> _To do_
Return the lines below unchanged, beginning at the line that has "of the leafy" and stopping after the line that has "M346 3L349 7L366".

> _Data records_
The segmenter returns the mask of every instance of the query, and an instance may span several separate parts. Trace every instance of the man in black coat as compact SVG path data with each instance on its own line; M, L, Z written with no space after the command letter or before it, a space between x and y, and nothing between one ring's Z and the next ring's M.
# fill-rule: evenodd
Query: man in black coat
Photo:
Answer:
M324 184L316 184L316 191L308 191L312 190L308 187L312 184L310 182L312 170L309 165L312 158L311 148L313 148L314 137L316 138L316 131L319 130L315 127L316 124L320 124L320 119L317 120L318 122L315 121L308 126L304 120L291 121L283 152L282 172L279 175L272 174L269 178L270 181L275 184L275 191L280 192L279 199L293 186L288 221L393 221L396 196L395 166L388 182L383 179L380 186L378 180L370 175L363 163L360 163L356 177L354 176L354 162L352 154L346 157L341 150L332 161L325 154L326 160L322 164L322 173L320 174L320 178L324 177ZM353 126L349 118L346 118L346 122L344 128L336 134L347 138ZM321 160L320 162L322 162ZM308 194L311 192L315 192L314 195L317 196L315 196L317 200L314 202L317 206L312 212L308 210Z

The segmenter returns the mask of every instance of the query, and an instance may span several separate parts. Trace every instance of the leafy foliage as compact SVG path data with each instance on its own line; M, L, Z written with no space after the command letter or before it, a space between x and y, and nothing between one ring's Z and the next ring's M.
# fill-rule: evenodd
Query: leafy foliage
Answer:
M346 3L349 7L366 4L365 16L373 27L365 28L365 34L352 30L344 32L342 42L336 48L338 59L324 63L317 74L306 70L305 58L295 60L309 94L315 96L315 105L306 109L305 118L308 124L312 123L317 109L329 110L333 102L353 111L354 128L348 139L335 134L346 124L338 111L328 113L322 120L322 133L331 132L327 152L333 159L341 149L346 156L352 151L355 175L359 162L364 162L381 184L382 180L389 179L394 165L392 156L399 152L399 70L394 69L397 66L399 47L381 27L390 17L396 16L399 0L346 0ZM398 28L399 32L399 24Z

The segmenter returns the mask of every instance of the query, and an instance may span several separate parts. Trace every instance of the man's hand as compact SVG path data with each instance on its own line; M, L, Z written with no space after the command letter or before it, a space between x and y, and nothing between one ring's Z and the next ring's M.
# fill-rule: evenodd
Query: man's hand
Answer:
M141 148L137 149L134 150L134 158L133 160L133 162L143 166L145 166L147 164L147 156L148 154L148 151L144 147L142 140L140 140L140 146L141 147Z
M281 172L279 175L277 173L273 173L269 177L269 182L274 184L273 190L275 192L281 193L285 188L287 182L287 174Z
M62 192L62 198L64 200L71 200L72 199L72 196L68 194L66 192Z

> _Complete output_
The segmenter returns the mask of every instance of the query, and an instance may span several separate parts. Trace every instance of the leafy foliage as compact SVG path data with each instance on its own line; M, L, Z written with no space after the command letter or before it, a space between x and y, and nothing between one ring's Z and the next ring's M.
# fill-rule: evenodd
Query: leafy foliage
Answer:
M346 3L349 7L366 4L365 16L373 27L365 28L365 34L352 30L344 32L342 42L336 48L338 59L324 63L317 74L306 70L305 58L295 60L309 94L315 96L315 105L306 109L305 118L308 124L312 123L317 109L329 110L333 102L353 111L354 128L348 139L335 134L346 124L338 111L328 113L322 120L322 133L331 132L327 152L333 159L341 149L346 156L352 151L355 175L359 162L364 162L381 184L382 180L389 179L394 165L392 156L399 152L399 70L394 69L397 66L399 47L381 27L390 17L396 16L399 0L346 0ZM398 28L399 32L399 24Z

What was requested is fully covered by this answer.